**ASSIGNED TASK:** Copy out each line of the material in which the word "metal" appears.

**LISTED RECORDS:**
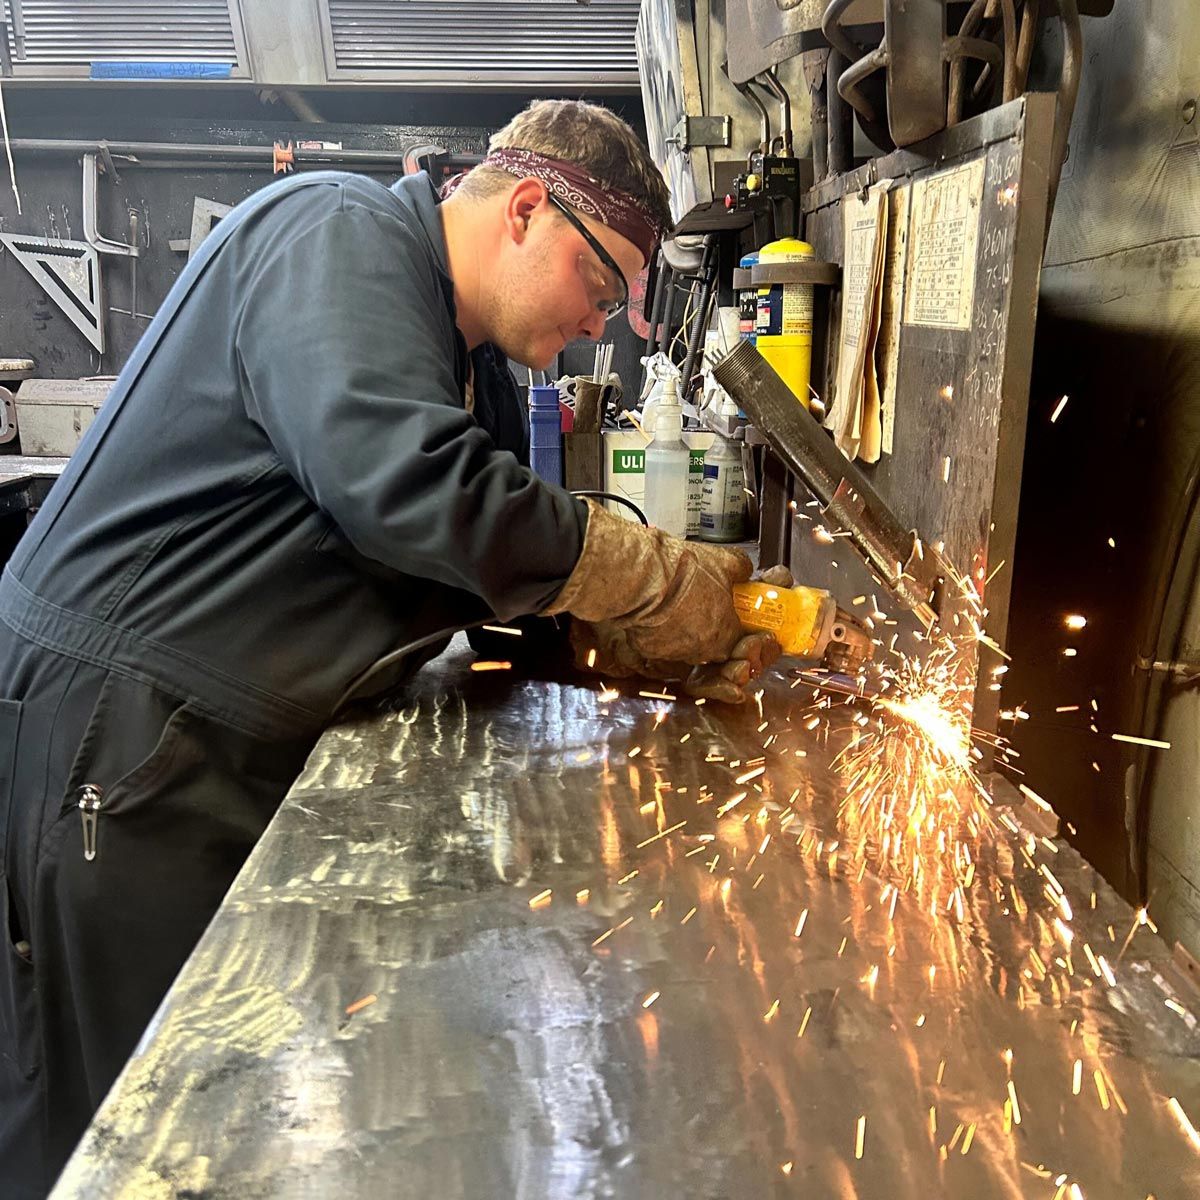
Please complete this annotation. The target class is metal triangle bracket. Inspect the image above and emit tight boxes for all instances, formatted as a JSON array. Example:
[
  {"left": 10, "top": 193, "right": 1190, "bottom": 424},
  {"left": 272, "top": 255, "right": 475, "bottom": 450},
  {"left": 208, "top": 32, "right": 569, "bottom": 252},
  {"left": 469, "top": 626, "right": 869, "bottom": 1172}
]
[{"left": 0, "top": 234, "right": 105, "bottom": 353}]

* * *

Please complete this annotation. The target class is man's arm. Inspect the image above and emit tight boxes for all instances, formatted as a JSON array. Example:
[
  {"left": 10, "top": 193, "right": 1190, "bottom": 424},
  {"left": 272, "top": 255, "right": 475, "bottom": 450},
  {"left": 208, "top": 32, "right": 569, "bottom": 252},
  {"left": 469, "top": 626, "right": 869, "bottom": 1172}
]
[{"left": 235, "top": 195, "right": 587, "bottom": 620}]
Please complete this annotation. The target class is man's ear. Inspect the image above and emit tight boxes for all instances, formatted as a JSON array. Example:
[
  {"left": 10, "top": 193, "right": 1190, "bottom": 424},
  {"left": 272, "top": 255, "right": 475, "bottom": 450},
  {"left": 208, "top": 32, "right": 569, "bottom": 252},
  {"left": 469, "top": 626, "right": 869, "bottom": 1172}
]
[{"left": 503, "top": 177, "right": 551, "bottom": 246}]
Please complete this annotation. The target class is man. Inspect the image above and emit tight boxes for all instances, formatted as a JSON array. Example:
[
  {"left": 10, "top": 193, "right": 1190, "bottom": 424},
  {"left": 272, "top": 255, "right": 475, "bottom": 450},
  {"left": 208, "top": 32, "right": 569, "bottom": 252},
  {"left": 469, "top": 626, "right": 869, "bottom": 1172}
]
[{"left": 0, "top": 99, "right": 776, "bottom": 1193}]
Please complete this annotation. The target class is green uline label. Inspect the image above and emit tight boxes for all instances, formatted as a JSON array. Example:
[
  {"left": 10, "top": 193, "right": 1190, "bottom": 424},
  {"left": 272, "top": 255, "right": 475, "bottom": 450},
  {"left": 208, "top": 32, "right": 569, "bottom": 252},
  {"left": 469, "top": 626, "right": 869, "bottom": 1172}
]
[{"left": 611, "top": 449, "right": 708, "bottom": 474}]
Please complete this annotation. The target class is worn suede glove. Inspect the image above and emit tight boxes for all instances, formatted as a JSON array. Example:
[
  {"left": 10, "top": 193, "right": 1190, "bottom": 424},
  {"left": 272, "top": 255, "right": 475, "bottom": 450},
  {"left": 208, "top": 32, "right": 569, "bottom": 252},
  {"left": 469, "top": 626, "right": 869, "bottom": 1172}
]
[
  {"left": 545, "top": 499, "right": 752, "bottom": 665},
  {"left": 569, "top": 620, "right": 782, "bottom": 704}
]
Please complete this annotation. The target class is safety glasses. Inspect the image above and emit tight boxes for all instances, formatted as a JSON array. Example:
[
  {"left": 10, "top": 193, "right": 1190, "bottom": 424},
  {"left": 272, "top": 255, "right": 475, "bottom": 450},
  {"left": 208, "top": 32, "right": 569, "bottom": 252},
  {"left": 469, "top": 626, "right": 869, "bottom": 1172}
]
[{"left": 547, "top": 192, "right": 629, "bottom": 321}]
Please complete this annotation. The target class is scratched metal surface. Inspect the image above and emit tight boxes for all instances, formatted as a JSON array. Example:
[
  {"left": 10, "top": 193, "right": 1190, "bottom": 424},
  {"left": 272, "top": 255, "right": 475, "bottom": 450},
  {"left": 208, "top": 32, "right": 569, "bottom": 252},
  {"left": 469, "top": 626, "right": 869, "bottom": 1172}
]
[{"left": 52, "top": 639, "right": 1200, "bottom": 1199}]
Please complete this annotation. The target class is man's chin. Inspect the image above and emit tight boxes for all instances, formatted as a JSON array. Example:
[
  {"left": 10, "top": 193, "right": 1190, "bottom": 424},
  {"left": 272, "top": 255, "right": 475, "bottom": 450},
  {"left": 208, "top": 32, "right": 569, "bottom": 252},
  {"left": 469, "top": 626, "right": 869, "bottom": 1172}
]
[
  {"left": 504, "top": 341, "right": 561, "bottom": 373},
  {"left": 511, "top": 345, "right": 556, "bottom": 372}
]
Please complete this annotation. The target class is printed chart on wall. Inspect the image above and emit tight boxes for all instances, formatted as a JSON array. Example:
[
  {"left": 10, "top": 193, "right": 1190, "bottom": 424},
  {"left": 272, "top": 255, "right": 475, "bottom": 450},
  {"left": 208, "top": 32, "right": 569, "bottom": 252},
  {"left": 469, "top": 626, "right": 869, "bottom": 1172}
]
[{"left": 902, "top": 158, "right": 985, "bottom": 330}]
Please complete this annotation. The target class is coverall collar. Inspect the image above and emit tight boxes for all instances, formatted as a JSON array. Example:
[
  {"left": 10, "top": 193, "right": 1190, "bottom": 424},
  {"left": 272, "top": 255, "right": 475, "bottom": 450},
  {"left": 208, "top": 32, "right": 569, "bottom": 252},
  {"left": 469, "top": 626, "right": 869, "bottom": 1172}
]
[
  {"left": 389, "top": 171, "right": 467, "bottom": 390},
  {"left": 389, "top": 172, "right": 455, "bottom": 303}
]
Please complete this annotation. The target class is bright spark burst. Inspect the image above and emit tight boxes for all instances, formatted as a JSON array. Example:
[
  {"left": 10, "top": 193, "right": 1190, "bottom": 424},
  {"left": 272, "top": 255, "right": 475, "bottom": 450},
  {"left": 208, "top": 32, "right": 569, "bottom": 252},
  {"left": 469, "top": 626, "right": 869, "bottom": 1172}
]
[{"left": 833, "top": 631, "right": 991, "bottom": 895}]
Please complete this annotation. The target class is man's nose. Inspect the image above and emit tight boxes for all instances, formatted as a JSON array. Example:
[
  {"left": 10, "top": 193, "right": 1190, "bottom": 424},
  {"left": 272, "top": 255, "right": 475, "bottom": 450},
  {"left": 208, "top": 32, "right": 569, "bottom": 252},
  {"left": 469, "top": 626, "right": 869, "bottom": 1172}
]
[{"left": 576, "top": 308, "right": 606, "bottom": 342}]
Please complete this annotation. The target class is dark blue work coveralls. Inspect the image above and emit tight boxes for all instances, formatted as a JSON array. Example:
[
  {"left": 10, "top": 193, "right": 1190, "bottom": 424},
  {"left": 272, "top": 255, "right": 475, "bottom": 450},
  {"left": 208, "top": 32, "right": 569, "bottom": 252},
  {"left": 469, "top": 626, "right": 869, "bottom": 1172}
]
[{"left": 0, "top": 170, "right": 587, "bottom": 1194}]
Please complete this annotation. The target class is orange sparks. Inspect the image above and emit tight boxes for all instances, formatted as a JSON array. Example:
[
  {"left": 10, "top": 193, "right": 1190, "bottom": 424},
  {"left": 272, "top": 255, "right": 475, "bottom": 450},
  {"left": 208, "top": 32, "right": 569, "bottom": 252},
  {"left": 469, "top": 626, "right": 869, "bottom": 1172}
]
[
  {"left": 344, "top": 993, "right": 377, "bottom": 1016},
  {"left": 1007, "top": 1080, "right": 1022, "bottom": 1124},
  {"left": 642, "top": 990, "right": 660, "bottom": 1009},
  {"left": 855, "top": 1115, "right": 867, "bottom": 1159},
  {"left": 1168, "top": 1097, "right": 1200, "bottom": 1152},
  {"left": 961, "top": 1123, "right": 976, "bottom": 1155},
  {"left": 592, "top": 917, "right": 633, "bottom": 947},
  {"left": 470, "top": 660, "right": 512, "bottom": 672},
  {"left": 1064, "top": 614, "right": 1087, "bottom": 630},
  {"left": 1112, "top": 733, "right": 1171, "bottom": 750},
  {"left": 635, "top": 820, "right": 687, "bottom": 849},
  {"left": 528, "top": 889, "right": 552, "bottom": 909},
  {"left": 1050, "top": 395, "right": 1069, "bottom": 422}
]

**YOUR RESPONSE:**
Please complete this annotation. The target class is metal triangle bracket. Inspect the image above and emit tight boxes for all instances, formatted as a JSON array. Example:
Please complete this annotation. The target class is scratched metal surface. Inspect the image above and emit tight boxes for all instances, formatted as a JSON array. Example:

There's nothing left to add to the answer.